+++ GIVEN INFORMATION +++
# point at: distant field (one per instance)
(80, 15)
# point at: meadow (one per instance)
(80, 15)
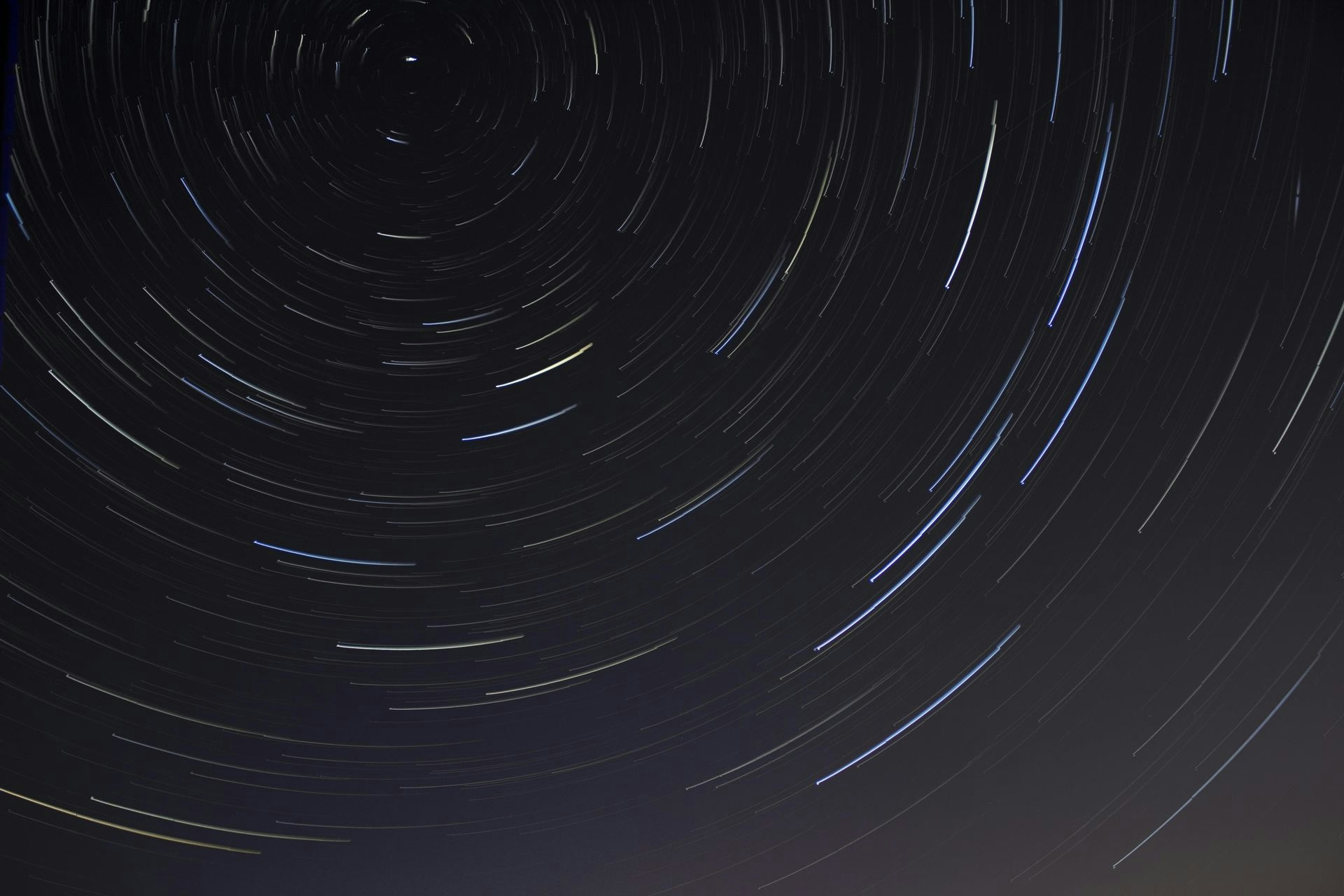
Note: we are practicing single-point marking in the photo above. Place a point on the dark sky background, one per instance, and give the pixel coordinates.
+++
A verbatim copy of the data, with all pictures omitted, is the required output.

EXERCISE RESPONSE
# point at: distant field (one per instance)
(80, 15)
# point at: meadow (one per instance)
(80, 15)
Note: we are practicing single-point marking in the photo above. Place a point on the dark sky background, one per instance, and give the pixel coordinates.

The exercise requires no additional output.